» **Your assignment**
Copy the data below exactly. Any pictures in it should be omitted.

(Saved entries)
━━━━━━━━━━━━━━━━━━━━━━━━━━━━━━

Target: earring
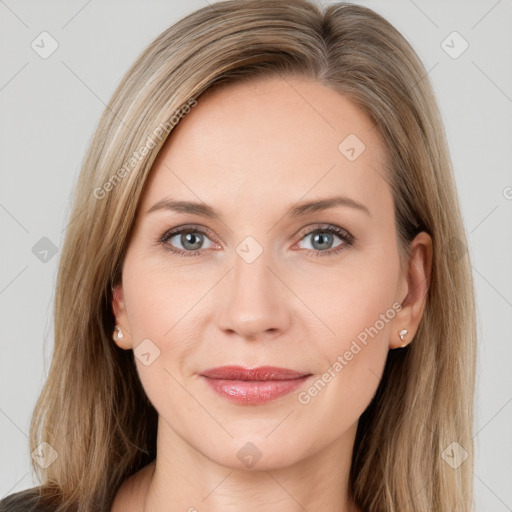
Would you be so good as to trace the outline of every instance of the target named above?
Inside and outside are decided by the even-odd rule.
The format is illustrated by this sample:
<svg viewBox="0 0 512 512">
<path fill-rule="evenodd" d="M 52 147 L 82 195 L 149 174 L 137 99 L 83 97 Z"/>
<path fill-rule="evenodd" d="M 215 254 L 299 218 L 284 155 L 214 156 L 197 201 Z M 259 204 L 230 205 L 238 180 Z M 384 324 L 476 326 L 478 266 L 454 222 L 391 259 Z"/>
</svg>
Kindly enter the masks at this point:
<svg viewBox="0 0 512 512">
<path fill-rule="evenodd" d="M 116 325 L 114 328 L 114 334 L 112 335 L 112 339 L 114 341 L 123 339 L 123 331 L 121 331 L 121 328 L 118 325 Z"/>
<path fill-rule="evenodd" d="M 400 336 L 400 339 L 402 341 L 405 341 L 405 335 L 408 333 L 409 331 L 407 329 L 402 329 L 401 331 L 399 331 L 398 335 Z M 402 343 L 402 345 L 400 345 L 400 348 L 402 347 L 405 347 L 408 343 Z"/>
</svg>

━━━━━━━━━━━━━━━━━━━━━━━━━━━━━━

» **Response**
Target: earring
Would you be so good as to trace the outline of every instance of the target named above?
Inside and outside are decided by the even-odd rule.
The format is illustrated by this sample:
<svg viewBox="0 0 512 512">
<path fill-rule="evenodd" d="M 52 147 L 82 195 L 149 174 L 137 99 L 83 97 Z"/>
<path fill-rule="evenodd" d="M 215 254 L 299 218 L 284 155 L 214 156 L 197 201 Z M 259 204 L 230 205 L 238 180 Z M 384 324 L 476 326 L 478 266 L 454 222 L 391 259 Z"/>
</svg>
Kindly enter the masks at this point:
<svg viewBox="0 0 512 512">
<path fill-rule="evenodd" d="M 116 325 L 114 328 L 114 334 L 112 335 L 112 339 L 114 341 L 123 339 L 123 331 L 121 331 L 121 328 L 118 325 Z"/>
<path fill-rule="evenodd" d="M 400 336 L 400 339 L 402 341 L 405 341 L 405 335 L 408 333 L 409 331 L 407 329 L 402 329 L 401 331 L 399 331 L 398 335 Z M 402 343 L 402 345 L 400 345 L 400 348 L 402 347 L 405 347 L 408 343 Z"/>
</svg>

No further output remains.